(Task statement)
Pick up the article below on sliding doors in airline business-class cabins and continue it from its final sentence.

(Extract)
====================
What's the latest business-class must-have for airlines looking to shine? The Ferragamo amenities kits aboard EVA Air? Emirates' 43cm video screens? Or perhaps the 89cm of bottom space on ANA's The Room seats? All special in their own way, but the winner is a sliding door that seals your seat from the corridor, creating a cosy little enclave all your own.
Delta Airlines was the trailblazer when it installed sliding doors on its Delta One business class suites in 2016. Qatar Airways followed with sliding doors for its QSuites in 2017, and other airlines sat up and took notice when Qatar won the Skytrax Airline of the Year award for 2017. Etihad jumped on the bandwagon and so did British Airways with their Club World Suites, and that's a relief.
A business class cabin with doors means every seat has direct aisle access, most likely in a 1-2-1 configuration. Some BA aircraft still have a 2-4-2 arrangement in business class with alternate seats backward-facing, the so-called yin-yang formation. That avoids clambering over a neighbour to get to the aisle, but it's sub-par in every other way.
Air France has become the latest to introduce business class seats with sliding doors on some of its long-haul flights. Starting from September, Air France will offer business-class travellers a sliding door on its handsome new cabin aboard its B777-300s, initially on its Paris-New York service, to be followed by the rest of its B777-300 fleet.
====================
(Data to examine)
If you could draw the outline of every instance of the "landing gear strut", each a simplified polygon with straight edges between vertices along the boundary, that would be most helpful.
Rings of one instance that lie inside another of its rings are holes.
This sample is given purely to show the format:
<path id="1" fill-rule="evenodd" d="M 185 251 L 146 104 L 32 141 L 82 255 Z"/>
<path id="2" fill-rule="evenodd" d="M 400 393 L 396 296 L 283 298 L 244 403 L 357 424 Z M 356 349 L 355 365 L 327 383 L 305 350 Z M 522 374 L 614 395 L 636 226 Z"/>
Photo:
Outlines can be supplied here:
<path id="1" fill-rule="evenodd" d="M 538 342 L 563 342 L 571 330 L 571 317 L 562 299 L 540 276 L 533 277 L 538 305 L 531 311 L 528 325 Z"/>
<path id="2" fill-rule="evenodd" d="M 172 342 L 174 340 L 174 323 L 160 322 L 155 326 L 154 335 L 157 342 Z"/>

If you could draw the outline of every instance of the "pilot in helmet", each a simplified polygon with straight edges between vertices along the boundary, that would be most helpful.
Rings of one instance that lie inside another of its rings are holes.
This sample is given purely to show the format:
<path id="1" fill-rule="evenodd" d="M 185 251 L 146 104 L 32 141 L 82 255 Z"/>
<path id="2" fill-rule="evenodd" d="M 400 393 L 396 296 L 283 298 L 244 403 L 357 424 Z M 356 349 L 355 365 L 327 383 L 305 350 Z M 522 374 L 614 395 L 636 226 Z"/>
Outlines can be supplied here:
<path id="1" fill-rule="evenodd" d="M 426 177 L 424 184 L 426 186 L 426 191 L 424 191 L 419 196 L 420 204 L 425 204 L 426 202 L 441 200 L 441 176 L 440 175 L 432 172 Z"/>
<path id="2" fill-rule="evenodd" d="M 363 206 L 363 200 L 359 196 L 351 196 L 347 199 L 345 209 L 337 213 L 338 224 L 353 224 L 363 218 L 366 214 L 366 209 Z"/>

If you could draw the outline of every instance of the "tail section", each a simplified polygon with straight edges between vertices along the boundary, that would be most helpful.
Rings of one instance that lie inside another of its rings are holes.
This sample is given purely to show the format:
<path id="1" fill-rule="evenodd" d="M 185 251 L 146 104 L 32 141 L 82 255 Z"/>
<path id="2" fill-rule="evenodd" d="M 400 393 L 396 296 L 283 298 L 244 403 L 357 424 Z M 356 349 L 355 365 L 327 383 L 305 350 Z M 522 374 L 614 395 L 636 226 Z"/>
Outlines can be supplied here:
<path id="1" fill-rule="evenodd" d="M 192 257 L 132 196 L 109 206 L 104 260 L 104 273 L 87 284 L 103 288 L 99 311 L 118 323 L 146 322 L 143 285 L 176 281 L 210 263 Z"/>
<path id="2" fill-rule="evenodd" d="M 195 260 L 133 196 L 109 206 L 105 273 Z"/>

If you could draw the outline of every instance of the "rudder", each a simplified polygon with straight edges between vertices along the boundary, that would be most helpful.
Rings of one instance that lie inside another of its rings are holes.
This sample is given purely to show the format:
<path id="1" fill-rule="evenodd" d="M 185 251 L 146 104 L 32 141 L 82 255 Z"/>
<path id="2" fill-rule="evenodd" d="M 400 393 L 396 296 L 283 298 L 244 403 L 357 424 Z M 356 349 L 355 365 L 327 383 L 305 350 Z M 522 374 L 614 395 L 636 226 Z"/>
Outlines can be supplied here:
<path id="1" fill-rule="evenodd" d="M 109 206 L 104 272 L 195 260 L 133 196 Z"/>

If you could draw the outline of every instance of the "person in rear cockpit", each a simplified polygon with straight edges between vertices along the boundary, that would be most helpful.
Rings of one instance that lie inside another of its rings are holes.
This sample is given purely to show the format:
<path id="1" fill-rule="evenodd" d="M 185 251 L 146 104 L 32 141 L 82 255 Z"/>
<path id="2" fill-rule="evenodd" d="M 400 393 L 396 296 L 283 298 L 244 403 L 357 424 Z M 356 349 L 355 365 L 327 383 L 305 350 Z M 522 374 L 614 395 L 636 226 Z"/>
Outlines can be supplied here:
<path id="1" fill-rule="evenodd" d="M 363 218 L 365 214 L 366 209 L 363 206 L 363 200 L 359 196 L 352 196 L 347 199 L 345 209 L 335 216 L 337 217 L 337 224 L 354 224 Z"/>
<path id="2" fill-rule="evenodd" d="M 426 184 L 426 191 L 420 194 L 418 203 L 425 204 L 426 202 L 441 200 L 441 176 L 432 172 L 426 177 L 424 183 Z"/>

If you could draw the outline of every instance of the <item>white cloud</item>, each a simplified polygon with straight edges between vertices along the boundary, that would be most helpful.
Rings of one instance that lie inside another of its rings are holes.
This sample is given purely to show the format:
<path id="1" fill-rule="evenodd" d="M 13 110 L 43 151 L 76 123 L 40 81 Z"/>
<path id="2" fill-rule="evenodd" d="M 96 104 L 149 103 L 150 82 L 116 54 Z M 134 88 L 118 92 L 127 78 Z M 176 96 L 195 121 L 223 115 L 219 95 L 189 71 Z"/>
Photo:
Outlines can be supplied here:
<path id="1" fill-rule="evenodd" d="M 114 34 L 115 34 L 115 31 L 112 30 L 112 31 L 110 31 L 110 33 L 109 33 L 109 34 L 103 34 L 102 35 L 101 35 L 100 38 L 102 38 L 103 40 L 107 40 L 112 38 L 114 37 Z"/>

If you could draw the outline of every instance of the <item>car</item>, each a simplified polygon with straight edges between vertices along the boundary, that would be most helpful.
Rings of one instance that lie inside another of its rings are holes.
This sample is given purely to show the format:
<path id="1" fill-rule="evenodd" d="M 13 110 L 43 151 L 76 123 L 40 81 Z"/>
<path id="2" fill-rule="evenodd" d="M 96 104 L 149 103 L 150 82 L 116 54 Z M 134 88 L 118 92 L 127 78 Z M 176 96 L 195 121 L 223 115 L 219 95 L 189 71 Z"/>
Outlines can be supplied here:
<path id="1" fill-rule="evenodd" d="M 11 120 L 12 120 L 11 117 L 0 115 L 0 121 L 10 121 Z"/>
====================
(Written answer)
Qantas, however, has gone door-free with the Qantas Business Suite, now standard aboard the airline's Boeing 787 Dreamliners and the recently refurbished Airbu A380s flying between Sydney and Los Angeles, and soon to be operating between Sydney and London via Singapore. Nor do Emirates and Singapore Airlines offer doors in business class, and that's a surprise for these class-leading airlines, especially since they offer middle seats which can be converted to a double bed for couples. Who wants to snuggle in with their bestie without some sort of sidewall?
The sliding door is another example of the incremental changes that trickle down from first class to business. It was in 2007 that Singapore Airlines became the first to install sliding doors on its first-class suites. Emirates, Etihad and Asiana followed. Most of these doors are floor-to-ceiling, creating luxurious private enclaves for the airlines' pampered first-class travellers. For the airlines, it's a great way to offer an enhanced product, without doing too much at all. A door takes up no more real estate, which is an airline's most valuable commodity, yet it gives the perception of a superior product – win, and win again.
Why a door?
A door is all about privacy. If you're hammering away on a laptop, the closed door means fewer distractions. If a neighbour wants to rock along with Machine Gun Kelly, make mirthful snorting noises while watching The Hangover or go gamer on their screen like a caffeinated woodpecker, a door is a good thing.
If there are kids in the cabin who are not enjoying the flight and letting the world know about it, the door provides a small buffer, or possibly lets you stew in isolation.
A door means another layer of protection in these virus-phobic times, and when my butter-poached salmon comes along, I can eat like a wolf without worry. Time to sleep? Close the door and you've got a cocoon-like nest. Women travelling solo especially appreciate the extra layer of privacy a sliding door provides.
And why not?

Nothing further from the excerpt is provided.